> [Brief]: Reproduce the part of the Hooker Furniture earnings release that opens with the words containing "Compared to last" and closes with "2011 nine-month period.", updating "unit volume" to "shipment volume".
━━━━━ Source text ━━━━━
Hooker Furniture Nearly Doubles Profitability for Fiscal 2012 Third Quarter

MARTINSVILLE, Va., Dec. 6, 2011 (GLOBE NEWSWIRE) -- Hooker Furniture (Nasdaq:HOFT) today reported net sales of $54.2 million and net income of $2.3 million, or $0.21 per share, for its fiscal 2012 third quarter which began on August 1, 2011 and ended October 30, 2011.

Compared to the same period a year ago, fiscal 2012 third quarter:

  • net income increased by $1.1 million,
  • earnings per share increased from $0.11 per share to $0.21 per share, and
  • operating profitability increased by two hundred basis points to $2.7 million, or 5% of net sales, (compared to operating income of $1.7 million or 3% of net sales in the third quarter a year ago).

Compared to last year, fiscal 2012 third quarter net sales decreased $1.6 million, or 2.8%, to $54.2 million from $55.7 million in the corresponding fiscal 2011 third quarter. The sales dip was driven by softened consumer demand, lower unit volume and higher product discounting, partially offset by higher average selling prices due to the mix of products shipped.

For the first nine months of the 2012 fiscal year, which began on January 31, 2011, net sales increased $7.7 million, or 4.8%, to $168.1 million compared to $160.5 million for the same period a year ago. The Company reported higher net income for the fiscal 2012 first nine months of $4.4 million, or $0.41 per share, compared with net income of $3.4 million, or $0.32 per share, in the fiscal 2011 nine-month period.

"While we're disappointed we weren't able to post positive year-over-year sales growth for the quarter, we're pleased to have nearly doubled quarterly net income from a year ago and to have achieved the best overall profitability performance in the last seven quarters, despite the slight sales dip," said Paul B. Toms Jr., chairman and chief executive officer.

Gross profit increased $462,000 to $12.7 million, or 23.5% of net sales, in the fiscal 2012 third quarter, compared to $12.3 million, or 22.0% of net sales in the same period a year ago. Gross margin for the wood furniture division increased to 28.2% of net sales from 25.9% in last year's third quarter, primarily due to lower freight costs for imported furniture, partially offset by increased discounting due to a continued effort to reduce overstocked inventory. Gross margins for upholstered furniture were essentially flat at approximately 14.5% in both the 2012 and 2011 fiscal third quarters, primarily due to cost reduction efforts and higher average fabric upholstery selling prices implemented over the past twelve months, offset by increased raw material costs, the effect of reduced volume on overhead absorption and a casualty loss expense of $181,000 ($113,000, or $0.01 per share, after tax) related to a sprinkler malfunction at one of our warehouses during the third quarter.
━━━━━ Material shown ━━━━━
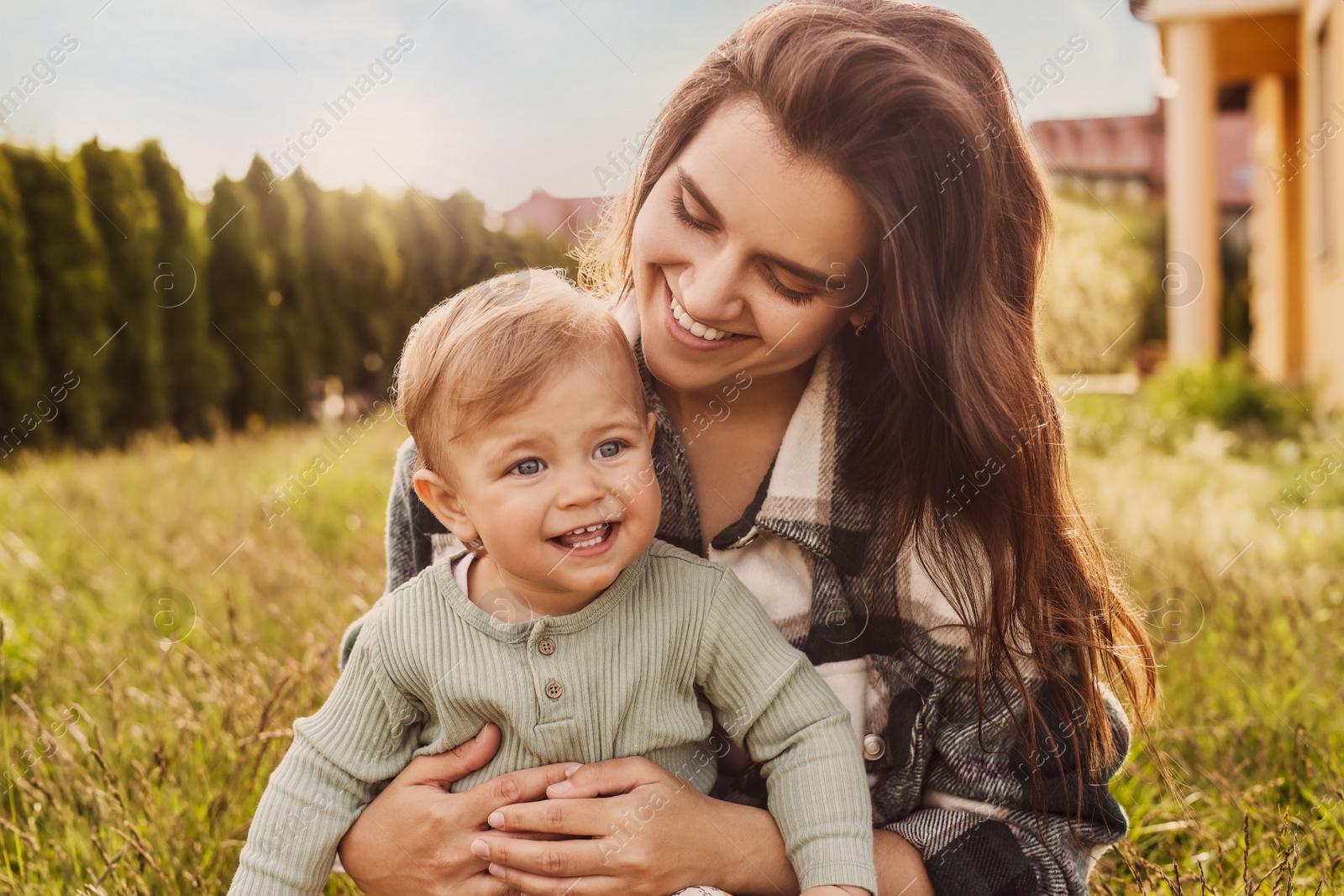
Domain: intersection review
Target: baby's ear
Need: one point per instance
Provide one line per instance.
(441, 499)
━━━━━
> [Expected answer]:
Compared to last year, fiscal 2012 third quarter net sales decreased $1.6 million, or 2.8%, to $54.2 million from $55.7 million in the corresponding fiscal 2011 third quarter. The sales dip was driven by softened consumer demand, lower shipment volume and higher product discounting, partially offset by higher average selling prices due to the mix of products shipped.

For the first nine months of the 2012 fiscal year, which began on January 31, 2011, net sales increased $7.7 million, or 4.8%, to $168.1 million compared to $160.5 million for the same period a year ago. The Company reported higher net income for the fiscal 2012 first nine months of $4.4 million, or $0.41 per share, compared with net income of $3.4 million, or $0.32 per share, in the fiscal 2011 nine-month period.